AIM OF THE EXERCISE: Count the lines in the material below that contain the string "steam", and give only that number.

** start of DATA SUPPLIED **

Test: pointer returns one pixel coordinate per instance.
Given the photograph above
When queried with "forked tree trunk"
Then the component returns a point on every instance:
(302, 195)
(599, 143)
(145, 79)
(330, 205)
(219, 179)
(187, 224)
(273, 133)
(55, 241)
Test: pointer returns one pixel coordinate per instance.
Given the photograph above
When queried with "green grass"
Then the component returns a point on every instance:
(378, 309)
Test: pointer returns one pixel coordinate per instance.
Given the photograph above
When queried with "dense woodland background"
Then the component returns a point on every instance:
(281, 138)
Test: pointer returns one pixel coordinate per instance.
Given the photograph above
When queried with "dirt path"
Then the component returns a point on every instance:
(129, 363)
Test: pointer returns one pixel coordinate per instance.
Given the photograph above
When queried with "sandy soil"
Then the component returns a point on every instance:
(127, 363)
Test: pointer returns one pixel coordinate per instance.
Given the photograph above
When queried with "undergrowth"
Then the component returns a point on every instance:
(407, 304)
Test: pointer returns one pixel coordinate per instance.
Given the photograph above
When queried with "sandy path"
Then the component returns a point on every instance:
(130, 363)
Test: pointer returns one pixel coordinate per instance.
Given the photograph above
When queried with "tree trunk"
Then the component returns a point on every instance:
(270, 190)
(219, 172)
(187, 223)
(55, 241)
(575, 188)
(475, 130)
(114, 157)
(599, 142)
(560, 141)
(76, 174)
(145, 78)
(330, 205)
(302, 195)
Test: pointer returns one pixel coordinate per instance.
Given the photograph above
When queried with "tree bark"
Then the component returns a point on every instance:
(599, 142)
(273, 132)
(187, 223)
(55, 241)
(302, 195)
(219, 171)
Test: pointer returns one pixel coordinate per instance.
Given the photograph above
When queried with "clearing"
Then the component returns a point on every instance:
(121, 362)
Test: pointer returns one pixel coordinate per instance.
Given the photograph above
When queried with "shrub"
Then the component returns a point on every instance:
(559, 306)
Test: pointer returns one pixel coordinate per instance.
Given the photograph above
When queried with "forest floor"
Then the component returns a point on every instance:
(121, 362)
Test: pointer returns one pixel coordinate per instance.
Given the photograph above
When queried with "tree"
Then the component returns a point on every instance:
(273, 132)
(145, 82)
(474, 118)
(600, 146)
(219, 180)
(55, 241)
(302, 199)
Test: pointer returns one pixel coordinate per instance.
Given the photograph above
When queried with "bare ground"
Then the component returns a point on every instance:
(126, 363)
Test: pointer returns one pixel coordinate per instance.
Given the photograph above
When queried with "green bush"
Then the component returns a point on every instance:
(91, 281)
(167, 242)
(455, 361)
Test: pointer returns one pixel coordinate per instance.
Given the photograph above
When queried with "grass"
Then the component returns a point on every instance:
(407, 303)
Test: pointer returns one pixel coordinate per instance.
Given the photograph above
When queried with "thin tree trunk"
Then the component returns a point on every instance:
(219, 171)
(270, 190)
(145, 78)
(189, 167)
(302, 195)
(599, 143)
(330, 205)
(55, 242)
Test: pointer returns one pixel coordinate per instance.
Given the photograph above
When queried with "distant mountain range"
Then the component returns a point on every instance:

** end of DATA SUPPLIED **
** start of DATA SUPPLIED **

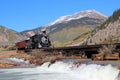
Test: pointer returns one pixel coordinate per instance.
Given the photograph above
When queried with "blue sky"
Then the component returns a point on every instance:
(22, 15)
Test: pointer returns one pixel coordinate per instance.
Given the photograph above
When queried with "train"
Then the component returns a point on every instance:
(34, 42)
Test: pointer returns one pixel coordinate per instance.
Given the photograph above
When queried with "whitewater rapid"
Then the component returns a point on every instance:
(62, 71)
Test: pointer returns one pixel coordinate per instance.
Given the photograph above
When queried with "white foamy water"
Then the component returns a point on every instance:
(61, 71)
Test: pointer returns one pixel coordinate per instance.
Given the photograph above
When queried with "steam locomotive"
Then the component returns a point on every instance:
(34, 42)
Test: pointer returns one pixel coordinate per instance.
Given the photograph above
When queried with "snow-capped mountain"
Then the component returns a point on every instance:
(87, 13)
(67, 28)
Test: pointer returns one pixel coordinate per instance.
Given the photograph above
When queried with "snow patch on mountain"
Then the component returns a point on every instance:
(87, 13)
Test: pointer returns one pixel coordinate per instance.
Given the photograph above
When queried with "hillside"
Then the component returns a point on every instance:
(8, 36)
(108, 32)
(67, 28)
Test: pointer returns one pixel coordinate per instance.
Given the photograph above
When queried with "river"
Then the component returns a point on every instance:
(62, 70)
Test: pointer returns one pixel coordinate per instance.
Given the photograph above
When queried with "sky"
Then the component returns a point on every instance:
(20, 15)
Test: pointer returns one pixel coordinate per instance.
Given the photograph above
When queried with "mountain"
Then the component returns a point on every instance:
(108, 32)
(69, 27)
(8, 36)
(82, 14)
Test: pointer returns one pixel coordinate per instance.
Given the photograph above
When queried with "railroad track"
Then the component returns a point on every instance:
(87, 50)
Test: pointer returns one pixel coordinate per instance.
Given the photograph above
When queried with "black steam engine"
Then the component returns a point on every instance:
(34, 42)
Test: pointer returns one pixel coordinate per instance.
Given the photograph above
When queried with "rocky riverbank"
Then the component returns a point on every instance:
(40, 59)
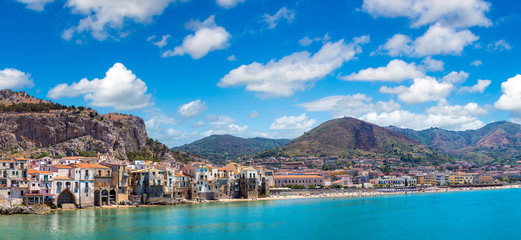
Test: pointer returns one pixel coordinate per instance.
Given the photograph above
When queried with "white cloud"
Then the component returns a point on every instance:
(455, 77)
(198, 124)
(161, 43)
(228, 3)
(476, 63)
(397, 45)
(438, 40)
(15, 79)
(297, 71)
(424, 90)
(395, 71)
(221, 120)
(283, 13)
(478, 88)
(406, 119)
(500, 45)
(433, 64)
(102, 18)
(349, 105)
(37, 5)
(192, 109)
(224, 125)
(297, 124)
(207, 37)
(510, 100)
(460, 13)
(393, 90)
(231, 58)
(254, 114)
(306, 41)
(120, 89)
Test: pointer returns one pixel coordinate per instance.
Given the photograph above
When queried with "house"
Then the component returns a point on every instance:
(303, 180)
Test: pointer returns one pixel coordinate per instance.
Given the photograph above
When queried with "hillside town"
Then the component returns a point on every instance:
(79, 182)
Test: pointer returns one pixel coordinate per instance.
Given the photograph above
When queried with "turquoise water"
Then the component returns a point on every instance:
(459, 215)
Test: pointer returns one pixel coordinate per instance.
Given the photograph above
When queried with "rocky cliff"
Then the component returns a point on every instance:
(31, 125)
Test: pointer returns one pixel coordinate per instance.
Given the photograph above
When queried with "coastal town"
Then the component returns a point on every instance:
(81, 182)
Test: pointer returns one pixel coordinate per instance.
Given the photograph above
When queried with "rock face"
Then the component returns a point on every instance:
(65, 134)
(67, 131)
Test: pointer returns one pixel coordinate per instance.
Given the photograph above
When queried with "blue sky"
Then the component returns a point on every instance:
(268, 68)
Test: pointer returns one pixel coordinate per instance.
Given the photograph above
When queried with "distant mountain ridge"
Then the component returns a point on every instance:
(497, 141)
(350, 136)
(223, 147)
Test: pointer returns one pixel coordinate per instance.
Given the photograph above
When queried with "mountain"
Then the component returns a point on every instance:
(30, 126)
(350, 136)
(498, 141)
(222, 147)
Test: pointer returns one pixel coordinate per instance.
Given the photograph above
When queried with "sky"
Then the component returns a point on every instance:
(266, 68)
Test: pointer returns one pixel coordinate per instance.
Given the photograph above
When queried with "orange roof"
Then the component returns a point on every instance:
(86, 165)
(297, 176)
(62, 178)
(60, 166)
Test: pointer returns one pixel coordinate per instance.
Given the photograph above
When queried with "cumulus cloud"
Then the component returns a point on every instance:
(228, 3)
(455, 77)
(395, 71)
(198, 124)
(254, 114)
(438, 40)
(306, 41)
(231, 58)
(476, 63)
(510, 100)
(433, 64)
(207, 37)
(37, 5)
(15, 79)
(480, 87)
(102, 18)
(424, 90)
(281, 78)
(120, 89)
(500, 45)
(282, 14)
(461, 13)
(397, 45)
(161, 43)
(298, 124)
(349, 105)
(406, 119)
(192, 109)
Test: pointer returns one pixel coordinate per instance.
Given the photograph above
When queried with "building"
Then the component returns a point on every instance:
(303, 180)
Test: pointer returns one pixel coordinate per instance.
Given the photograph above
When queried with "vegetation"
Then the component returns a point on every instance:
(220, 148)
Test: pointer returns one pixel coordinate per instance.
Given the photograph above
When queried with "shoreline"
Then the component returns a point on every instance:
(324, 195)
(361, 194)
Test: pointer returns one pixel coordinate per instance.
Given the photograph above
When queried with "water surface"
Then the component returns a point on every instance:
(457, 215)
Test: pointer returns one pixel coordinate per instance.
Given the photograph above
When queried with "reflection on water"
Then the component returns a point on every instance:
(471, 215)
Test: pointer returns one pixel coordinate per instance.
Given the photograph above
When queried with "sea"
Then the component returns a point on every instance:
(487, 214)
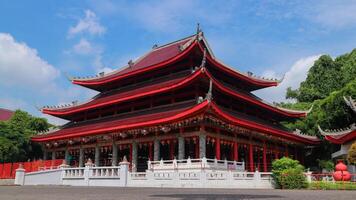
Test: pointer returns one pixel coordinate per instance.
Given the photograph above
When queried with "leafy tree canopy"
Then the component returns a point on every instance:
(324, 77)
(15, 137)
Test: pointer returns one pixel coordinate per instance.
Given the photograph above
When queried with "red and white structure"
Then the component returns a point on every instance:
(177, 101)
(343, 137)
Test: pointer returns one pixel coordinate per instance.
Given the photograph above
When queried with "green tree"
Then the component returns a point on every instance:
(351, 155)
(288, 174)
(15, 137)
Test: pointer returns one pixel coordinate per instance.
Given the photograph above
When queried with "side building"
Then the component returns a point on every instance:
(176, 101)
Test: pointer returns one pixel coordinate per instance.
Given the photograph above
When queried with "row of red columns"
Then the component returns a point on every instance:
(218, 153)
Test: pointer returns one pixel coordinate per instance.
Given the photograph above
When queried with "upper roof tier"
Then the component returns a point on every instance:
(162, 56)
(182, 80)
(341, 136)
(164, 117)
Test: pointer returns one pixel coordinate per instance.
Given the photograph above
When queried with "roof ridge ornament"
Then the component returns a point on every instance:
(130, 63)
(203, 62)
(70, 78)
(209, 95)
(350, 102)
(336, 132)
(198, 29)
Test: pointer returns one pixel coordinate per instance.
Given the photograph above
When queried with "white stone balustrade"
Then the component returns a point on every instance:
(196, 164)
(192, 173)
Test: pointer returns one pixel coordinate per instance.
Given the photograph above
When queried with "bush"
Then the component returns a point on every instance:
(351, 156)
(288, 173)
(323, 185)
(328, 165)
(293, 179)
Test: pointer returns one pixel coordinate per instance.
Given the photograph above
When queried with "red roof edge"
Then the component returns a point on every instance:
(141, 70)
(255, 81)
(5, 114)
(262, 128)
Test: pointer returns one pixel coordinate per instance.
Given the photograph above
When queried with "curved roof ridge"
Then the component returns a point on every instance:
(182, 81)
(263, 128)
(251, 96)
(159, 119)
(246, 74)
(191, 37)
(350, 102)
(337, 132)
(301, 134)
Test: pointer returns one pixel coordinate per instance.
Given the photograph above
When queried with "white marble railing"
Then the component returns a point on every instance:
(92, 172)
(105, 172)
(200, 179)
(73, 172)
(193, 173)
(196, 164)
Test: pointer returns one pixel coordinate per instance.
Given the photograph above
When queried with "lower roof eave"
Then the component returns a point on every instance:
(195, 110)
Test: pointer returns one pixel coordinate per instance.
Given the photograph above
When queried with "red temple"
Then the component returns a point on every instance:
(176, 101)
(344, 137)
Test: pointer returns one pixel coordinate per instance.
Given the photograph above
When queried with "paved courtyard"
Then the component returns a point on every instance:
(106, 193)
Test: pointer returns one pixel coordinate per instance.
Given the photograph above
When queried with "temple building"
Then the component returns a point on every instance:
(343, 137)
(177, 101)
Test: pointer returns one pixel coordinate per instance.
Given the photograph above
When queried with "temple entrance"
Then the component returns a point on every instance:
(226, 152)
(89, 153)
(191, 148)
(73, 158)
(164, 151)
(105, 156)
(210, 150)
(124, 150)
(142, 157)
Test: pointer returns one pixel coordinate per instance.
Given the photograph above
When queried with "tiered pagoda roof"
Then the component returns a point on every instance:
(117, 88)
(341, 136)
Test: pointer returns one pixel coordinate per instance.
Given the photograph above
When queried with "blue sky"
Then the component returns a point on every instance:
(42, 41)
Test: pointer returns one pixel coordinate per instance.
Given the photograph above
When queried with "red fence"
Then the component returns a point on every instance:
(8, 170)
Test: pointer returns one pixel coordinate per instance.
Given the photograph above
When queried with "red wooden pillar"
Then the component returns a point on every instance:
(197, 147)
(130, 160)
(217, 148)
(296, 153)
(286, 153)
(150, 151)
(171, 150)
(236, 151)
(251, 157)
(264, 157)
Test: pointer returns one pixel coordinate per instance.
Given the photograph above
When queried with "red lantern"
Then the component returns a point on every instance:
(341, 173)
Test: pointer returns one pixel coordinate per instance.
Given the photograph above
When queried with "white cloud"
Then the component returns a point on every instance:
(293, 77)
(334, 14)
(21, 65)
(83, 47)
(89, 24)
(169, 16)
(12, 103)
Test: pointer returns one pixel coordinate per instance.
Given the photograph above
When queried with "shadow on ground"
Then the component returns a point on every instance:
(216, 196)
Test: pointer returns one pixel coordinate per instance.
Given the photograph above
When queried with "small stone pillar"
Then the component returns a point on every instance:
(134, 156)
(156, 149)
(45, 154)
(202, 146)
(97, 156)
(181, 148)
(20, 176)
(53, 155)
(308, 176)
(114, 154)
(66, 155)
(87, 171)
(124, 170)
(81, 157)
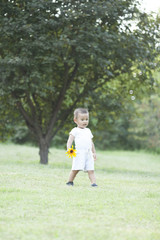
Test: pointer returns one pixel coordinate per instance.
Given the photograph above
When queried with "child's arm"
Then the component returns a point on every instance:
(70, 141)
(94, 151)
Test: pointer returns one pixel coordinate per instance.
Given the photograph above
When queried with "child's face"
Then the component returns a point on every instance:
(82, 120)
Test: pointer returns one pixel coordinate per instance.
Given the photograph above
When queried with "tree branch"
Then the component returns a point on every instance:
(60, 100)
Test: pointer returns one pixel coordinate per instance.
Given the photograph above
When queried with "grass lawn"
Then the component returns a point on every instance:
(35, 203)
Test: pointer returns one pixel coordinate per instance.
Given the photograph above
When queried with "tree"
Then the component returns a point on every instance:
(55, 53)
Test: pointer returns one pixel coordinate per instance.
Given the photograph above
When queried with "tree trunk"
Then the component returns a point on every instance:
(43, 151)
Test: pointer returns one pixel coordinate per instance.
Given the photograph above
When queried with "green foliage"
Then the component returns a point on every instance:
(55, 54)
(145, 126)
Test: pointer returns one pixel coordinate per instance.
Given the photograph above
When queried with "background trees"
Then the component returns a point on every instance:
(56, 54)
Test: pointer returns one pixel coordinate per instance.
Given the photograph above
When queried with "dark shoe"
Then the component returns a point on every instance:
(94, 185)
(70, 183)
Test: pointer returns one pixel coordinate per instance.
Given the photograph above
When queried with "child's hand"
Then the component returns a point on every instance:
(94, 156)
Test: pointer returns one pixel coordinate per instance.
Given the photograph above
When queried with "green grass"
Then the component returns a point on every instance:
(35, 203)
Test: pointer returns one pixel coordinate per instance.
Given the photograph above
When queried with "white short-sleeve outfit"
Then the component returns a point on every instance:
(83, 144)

** end of DATA SUPPLIED **

OUTPUT BELOW: 2